◆ **DATA TO PROCESS**
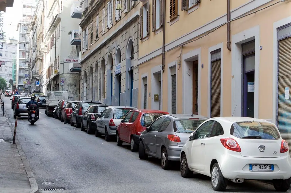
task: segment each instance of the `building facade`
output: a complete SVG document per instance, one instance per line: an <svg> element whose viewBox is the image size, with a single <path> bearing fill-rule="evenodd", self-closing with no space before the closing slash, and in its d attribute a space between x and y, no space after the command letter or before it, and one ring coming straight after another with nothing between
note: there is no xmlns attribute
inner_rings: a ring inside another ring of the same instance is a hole
<svg viewBox="0 0 291 193"><path fill-rule="evenodd" d="M81 98L137 106L139 2L82 4Z"/></svg>
<svg viewBox="0 0 291 193"><path fill-rule="evenodd" d="M165 1L163 66L162 3L141 1L139 108L266 119L291 143L290 1Z"/></svg>

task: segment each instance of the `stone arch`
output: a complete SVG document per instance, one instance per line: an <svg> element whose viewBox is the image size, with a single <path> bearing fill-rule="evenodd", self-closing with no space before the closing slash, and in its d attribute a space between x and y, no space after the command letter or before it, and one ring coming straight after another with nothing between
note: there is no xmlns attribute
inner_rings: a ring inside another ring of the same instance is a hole
<svg viewBox="0 0 291 193"><path fill-rule="evenodd" d="M87 72L86 70L84 71L84 75L83 78L83 100L87 100Z"/></svg>
<svg viewBox="0 0 291 193"><path fill-rule="evenodd" d="M106 71L106 64L105 63L105 58L104 57L102 59L101 62L101 71L100 82L101 83L101 90L100 92L100 97L101 100L104 101L105 99L105 74Z"/></svg>
<svg viewBox="0 0 291 193"><path fill-rule="evenodd" d="M89 100L93 100L93 67L91 65L89 71Z"/></svg>
<svg viewBox="0 0 291 193"><path fill-rule="evenodd" d="M99 92L99 64L98 63L98 61L96 62L96 63L95 65L95 92L94 95L95 95L95 98L94 100L97 101L99 99L98 93Z"/></svg>
<svg viewBox="0 0 291 193"><path fill-rule="evenodd" d="M133 45L133 40L131 37L129 39L127 46L126 47L126 79L127 81L129 82L127 85L129 93L126 95L126 98L128 101L130 101L129 104L130 106L132 106L132 92L133 90L133 66L134 61L136 58L134 58L134 50Z"/></svg>

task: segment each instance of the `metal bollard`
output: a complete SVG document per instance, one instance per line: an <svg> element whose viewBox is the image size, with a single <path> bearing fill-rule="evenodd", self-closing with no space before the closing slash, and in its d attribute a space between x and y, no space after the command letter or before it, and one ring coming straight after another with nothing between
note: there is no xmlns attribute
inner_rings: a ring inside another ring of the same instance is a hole
<svg viewBox="0 0 291 193"><path fill-rule="evenodd" d="M13 135L13 144L15 143L15 136L16 136L16 128L17 127L17 120L18 119L18 116L16 116L15 119L15 125L14 126L14 133Z"/></svg>

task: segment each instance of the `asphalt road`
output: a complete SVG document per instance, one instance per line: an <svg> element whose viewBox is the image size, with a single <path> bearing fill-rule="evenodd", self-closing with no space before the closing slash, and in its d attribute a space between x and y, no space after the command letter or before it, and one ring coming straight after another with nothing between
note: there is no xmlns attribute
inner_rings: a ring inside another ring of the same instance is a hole
<svg viewBox="0 0 291 193"><path fill-rule="evenodd" d="M13 125L10 101L5 98L4 101ZM182 178L179 163L171 170L163 170L159 160L140 160L129 144L118 147L116 142L106 142L47 117L44 109L40 112L40 119L34 125L27 117L19 118L17 130L40 190L62 188L65 190L54 192L64 193L216 192L209 177L197 174ZM45 182L55 184L42 184ZM226 192L277 192L272 185L255 181L239 184L230 181Z"/></svg>

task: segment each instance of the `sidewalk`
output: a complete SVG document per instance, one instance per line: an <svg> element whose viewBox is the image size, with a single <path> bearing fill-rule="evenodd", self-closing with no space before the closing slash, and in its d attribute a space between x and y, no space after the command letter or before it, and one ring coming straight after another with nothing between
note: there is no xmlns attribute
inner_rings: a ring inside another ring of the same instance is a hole
<svg viewBox="0 0 291 193"><path fill-rule="evenodd" d="M11 109L8 100L4 100L4 110ZM28 162L17 136L12 144L11 124L0 109L0 193L35 192L38 188Z"/></svg>

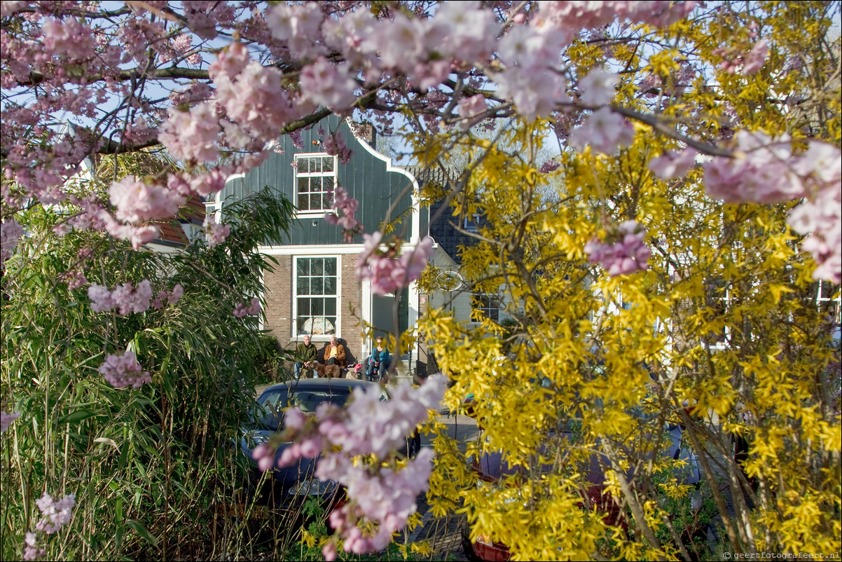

◆ **EXERCISE PROMPT**
Pick out every line of the material above that contains the string "segment", treating uppercase and lowercase as different.

◆ **FINISHED EXERCISE**
task: segment each instance of the `building facade`
task: segment each instance of the `stone arch`
task: segment each instance of the `metal bollard`
task: segment each instance of the `asphalt road`
task: segment each instance of the `sidewalk`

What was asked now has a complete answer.